Prompt:
Report every line of the data below that contains the word "pole", treating uppercase and lowercase as different.

Entries drawn from a collection:
====================
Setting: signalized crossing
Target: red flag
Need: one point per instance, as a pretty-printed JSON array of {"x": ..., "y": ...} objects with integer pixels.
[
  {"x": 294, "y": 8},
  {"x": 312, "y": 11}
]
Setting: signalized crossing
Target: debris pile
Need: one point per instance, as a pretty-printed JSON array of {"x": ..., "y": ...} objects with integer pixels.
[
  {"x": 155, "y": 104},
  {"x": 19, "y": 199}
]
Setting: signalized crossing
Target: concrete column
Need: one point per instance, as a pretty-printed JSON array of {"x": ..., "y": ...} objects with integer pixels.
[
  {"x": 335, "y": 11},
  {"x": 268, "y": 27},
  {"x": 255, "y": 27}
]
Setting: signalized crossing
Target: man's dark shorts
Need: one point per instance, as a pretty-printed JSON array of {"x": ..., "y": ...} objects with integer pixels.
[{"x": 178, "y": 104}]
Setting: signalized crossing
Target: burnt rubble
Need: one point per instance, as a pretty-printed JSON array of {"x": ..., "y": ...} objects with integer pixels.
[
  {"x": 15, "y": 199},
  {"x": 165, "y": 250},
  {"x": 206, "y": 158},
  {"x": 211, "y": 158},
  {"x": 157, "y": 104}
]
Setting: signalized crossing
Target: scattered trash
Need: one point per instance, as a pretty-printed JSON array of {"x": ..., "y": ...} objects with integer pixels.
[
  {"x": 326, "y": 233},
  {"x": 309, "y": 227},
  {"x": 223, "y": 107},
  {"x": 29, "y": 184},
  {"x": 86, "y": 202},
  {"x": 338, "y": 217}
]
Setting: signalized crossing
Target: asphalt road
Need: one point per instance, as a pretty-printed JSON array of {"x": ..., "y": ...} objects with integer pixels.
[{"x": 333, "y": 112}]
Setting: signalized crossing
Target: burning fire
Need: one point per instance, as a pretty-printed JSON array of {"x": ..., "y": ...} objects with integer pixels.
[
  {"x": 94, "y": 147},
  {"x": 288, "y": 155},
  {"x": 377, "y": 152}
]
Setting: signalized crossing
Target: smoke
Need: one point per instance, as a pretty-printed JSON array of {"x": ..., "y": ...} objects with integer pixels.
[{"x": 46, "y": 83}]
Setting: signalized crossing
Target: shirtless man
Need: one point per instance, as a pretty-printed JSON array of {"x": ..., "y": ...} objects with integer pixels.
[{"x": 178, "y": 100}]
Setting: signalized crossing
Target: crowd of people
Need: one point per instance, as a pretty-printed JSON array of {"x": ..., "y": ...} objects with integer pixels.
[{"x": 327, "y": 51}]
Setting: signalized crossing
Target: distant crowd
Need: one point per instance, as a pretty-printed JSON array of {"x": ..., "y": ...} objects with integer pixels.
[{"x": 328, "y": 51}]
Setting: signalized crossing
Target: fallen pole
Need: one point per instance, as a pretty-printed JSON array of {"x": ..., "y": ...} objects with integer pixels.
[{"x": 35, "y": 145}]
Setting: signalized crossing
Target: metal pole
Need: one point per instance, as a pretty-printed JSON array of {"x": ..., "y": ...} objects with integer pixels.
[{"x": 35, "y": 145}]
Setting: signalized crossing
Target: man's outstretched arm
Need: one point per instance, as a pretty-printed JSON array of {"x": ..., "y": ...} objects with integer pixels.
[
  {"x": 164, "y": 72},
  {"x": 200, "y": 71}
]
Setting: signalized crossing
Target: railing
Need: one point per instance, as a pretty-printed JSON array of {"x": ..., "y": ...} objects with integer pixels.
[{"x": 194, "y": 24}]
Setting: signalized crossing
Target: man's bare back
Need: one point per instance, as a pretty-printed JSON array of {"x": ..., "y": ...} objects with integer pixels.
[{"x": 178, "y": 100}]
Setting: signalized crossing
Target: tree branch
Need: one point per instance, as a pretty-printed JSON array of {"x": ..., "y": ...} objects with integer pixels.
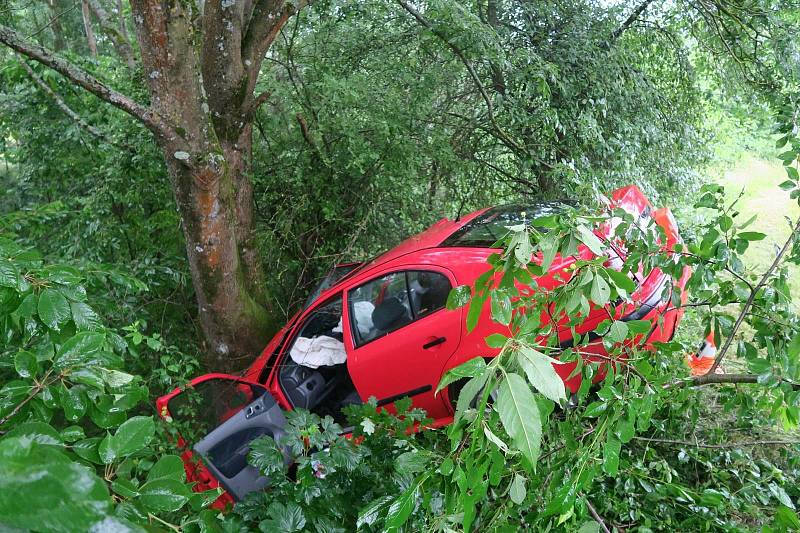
====================
In response:
Target: fallen pole
Target: metal pole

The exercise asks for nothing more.